Required action:
Only the number is wanted: how many lines in the data contain "point"?

Records provided:
• • •

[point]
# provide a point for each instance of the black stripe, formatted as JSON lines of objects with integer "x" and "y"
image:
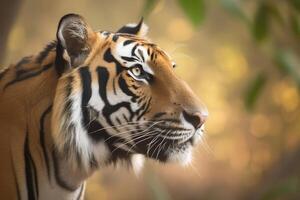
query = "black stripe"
{"x": 58, "y": 179}
{"x": 29, "y": 75}
{"x": 86, "y": 81}
{"x": 30, "y": 172}
{"x": 131, "y": 30}
{"x": 129, "y": 59}
{"x": 158, "y": 115}
{"x": 108, "y": 109}
{"x": 15, "y": 178}
{"x": 2, "y": 74}
{"x": 127, "y": 42}
{"x": 125, "y": 89}
{"x": 81, "y": 192}
{"x": 114, "y": 86}
{"x": 141, "y": 54}
{"x": 133, "y": 50}
{"x": 42, "y": 139}
{"x": 146, "y": 109}
{"x": 42, "y": 55}
{"x": 115, "y": 38}
{"x": 60, "y": 63}
{"x": 108, "y": 57}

• • •

Solution to this problem:
2